### [TASK STATEMENT]
Print each line exactly as it is given.

(Records from a data source)
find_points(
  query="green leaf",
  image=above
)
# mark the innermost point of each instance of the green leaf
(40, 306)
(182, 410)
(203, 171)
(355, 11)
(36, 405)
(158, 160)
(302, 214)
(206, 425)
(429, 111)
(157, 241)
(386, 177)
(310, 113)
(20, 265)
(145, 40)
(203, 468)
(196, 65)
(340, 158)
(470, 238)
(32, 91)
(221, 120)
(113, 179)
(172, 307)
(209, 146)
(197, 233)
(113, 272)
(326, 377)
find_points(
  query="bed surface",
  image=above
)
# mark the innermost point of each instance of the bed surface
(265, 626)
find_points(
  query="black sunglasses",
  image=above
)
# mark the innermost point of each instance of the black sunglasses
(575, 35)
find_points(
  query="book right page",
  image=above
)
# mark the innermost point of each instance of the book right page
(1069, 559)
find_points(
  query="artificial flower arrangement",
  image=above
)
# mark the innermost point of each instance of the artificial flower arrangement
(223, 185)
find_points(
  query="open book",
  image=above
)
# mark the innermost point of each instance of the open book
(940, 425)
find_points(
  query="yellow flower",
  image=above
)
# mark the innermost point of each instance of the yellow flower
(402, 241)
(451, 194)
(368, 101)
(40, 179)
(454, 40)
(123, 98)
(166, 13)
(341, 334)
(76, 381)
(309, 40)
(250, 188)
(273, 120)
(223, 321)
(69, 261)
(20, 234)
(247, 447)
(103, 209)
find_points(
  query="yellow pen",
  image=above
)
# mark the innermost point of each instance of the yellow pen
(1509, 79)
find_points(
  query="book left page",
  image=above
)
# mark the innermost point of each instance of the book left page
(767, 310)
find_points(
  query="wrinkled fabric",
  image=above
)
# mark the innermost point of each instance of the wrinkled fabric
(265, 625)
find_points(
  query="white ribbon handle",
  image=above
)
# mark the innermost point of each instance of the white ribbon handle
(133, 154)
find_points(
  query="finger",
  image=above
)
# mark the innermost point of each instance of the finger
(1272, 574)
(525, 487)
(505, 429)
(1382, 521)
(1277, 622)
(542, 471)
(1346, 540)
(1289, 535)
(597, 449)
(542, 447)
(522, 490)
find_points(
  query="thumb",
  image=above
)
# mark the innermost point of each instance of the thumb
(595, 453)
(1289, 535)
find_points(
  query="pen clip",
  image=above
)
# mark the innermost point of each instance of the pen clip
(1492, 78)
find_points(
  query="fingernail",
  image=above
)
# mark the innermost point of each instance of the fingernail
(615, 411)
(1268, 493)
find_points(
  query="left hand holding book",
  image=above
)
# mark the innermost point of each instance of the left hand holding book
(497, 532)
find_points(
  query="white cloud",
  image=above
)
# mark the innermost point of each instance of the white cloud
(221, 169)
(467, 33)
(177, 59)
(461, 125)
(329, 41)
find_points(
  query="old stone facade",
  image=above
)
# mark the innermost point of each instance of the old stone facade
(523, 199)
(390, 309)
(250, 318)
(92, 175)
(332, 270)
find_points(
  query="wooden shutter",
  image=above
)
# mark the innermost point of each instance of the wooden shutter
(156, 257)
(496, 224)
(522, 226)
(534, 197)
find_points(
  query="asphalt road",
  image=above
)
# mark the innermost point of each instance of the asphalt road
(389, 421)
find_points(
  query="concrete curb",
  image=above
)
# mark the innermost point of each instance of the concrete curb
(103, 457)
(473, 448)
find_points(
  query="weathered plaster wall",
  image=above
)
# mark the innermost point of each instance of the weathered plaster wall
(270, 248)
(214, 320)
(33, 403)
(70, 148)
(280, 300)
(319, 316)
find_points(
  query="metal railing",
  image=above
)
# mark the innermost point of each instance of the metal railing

### [ANSWER TO THE TASK]
find_points(
  query="green leaf",
  image=above
)
# mark the innermost point of each instance of the green leaf
(40, 306)
(182, 410)
(203, 171)
(355, 11)
(36, 405)
(158, 160)
(302, 214)
(206, 425)
(429, 111)
(157, 241)
(386, 177)
(310, 113)
(20, 265)
(145, 40)
(203, 468)
(196, 65)
(340, 158)
(470, 238)
(32, 91)
(221, 120)
(113, 179)
(172, 307)
(209, 146)
(197, 233)
(113, 272)
(326, 377)
find_points(
  query="bed surface",
  image=above
)
# mark the innermost point of each instance of the bed surface
(265, 626)
find_points(
  query="black sunglasses",
  image=above
)
# mark the innermost point of each instance of the black sunglasses
(575, 35)
find_points(
  query="book right page",
  image=above
)
# mark the innermost point of each instance of the book right page
(1069, 559)
find_points(
  query="artificial flower arrangement",
  image=above
)
# mark the innermost point of each instance of the artificial flower arrangement
(223, 185)
find_points(
  query="open book",
  image=above
)
# mark the innermost point of each instance of the open book
(940, 425)
find_points(
  query="yellow flower",
  image=above
)
# mark the innermost point of each instance of the yellow flower
(402, 241)
(451, 194)
(368, 101)
(40, 179)
(454, 40)
(123, 98)
(166, 13)
(341, 334)
(76, 381)
(309, 40)
(250, 188)
(273, 120)
(223, 321)
(69, 261)
(20, 234)
(247, 447)
(103, 209)
find_points(
  query="yellow pen",
  image=above
)
# mark the innermost point of each instance of the yellow pen
(1509, 79)
find_points(
  query="book left page",
  image=above
)
# mark the innermost point of each instance of the book left page
(767, 310)
find_points(
  query="wrinkled fabric",
  image=above
)
# mark the innermost point of each instance of the wrinkled fabric
(265, 625)
find_points(
  query="white ribbon handle",
  image=above
)
# mark the innermost point of each instance of the white ribbon handle
(133, 154)
find_points(
  query="finger",
  image=above
)
# mark the innermost point of each instance of the finger
(1272, 574)
(525, 487)
(505, 429)
(1382, 521)
(1277, 622)
(542, 471)
(1346, 540)
(1289, 535)
(597, 449)
(542, 447)
(522, 490)
find_points(
  query="thumb",
  image=above
)
# mark the innermost point of each instance of the thumb
(595, 453)
(1289, 535)
find_points(
  query="pen clip",
  image=above
)
# mark the innermost point of each instance of the pen clip
(1492, 78)
find_points(
  query="fingernail",
  image=above
)
# mark the innermost point of each instance of the fingernail
(615, 411)
(1268, 493)
find_points(
  query="left hand holding book",
  image=above
)
# mark the innermost point of each instance of the left hand holding book
(497, 532)
find_points(
  query="white cloud",
  image=above
)
# mark the innermost point of each instance of the white cloud
(221, 169)
(467, 33)
(177, 59)
(461, 125)
(329, 41)
find_points(
  query="old stone facade",
  image=above
)
# mark the innermost point of each instance of the old stone facade
(523, 199)
(390, 309)
(250, 318)
(92, 175)
(332, 270)
find_points(
  query="wooden shutter",
  image=above
)
# mark the innermost point of each instance of the wooden shutter
(156, 257)
(496, 224)
(522, 226)
(534, 197)
find_points(
  query="asphalt road",
  image=above
)
# mark the innermost point of each instance of the asphalt road
(389, 421)
find_points(
  query="concrete curb",
  image=above
)
# mark the innermost point of each instance of the concrete curb
(103, 457)
(473, 448)
find_points(
  query="weathered plaster wall",
  image=above
)
# mark the innermost point of each instance of the weathered plaster wall
(270, 248)
(214, 320)
(33, 403)
(70, 148)
(280, 300)
(319, 316)
find_points(
  query="metal railing",
  image=above
)
# mark the innermost point of each instance of the metal railing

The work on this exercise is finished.